WORK INSTRUCTIONS >>
• 1. Please copy the passage of the salon stroke article starting at "Two-hundred and fifty" and ending at "the plaintiff’s neck.".
• 2. Carry on the article about beauty parlor stroke syndrome from its last sentence.

====== READING TEXT ======

A 48-year old California woman experienced a life-threatening blood clot and subsequent stroke over two years ago, and a routine salon hair wash was blamed.  She continues to suffer from a loss of balance and vision problems, not to mention perpetual worry that the clot that formed could shift at any moment causing further cerebral damage.

This was caused by what some neurologists call “beauty parlor stroke syndrome."

When Elizabeth Williams visited San Diego’s Blowbunny: Blow Dry & Hair Extensions Bar in 2013 for a hair cut, her lawsuit claims, as her head hung back in the washbasin her cervical vertebrae allegedly sliced an artery in her hyper-extended neck.

Two-hundred and fifty thousand dollars in medical bills later, she is suing the salon for negligence. “We believe the personnel didn’t adequately support her neck or adjust the chair properly to compensate for the small frame of our client,” attorney Spencer Busby said in an interview with KGTV.  The suit also claim’s the salon’s chair and sink were defective, thereby inducing further stress on the plaintiff’s neck.

But was it just bad luck or is beauty parlor stroke syndrome a real thing, and how common is it? Unfortunately isolated cases studies are all we have and those are great for lawsuits but not so for science and health data. A 2006 case study in Cerebrovascular Diseases reported a 63-year old woman who experienced sudden dizziness, nausea and started vomiting after placing her head backwards into a salon sink. These symptoms, combined with neck pain, persisted for two days before doctors found an acute arterial dissection near the cervical spine and diagnosed her with the disorder.  In 1993, the Journal of the American Medical Association highlighted five separate diagnoses where elderly folks reported similar symptoms as a result of the sustained neck posture salon shampooing necessitates.

====== SUPPLIED DATA ======

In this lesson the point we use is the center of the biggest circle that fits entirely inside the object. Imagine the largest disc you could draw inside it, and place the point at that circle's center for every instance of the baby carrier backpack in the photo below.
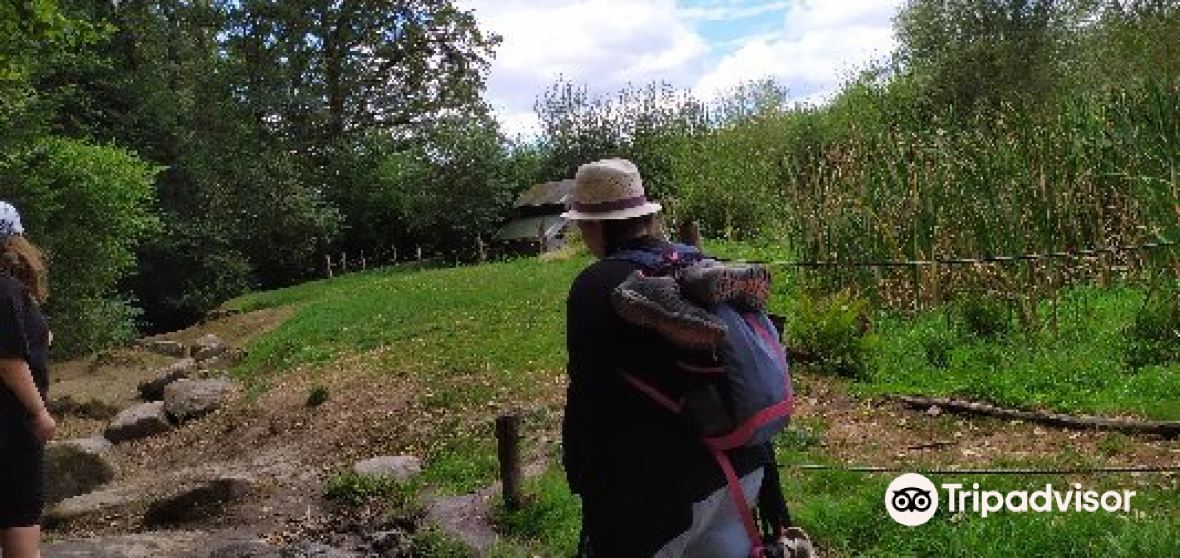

======

RESPONSES TO THE TASKS >>
• 1.
Two-hundred and fifty thousand dollars in medical bills later, she is suing the salon for negligence. “We believe the personnel didn’t adequately support her neck or adjust the chair properly to compensate for the small frame of our client,” attorney Spencer Busby said in an interview with KGTV.  The suit also claim’s the salon’s chair and sink were defective, thereby inducing further stress on the plaintiff’s neck.

• 2.
So, the answer is...it could be that it is just a case where we desire to create medical terminology for everything. If this exists, it is pretty rare.  Rest assured that there is no need to go canceling your next foil session.

Still, the case studies at least point to some common factors, and they are common to multiple conditions; age, presence of atherosclerosis and a sensitive arterial lining. It should also be noted that beauty parlor stroke syndrome is not relegated to just the salon.  Rather, it has more to do with activities that require over- extending the neck or excessively looking upwards for long(ish) periods of time.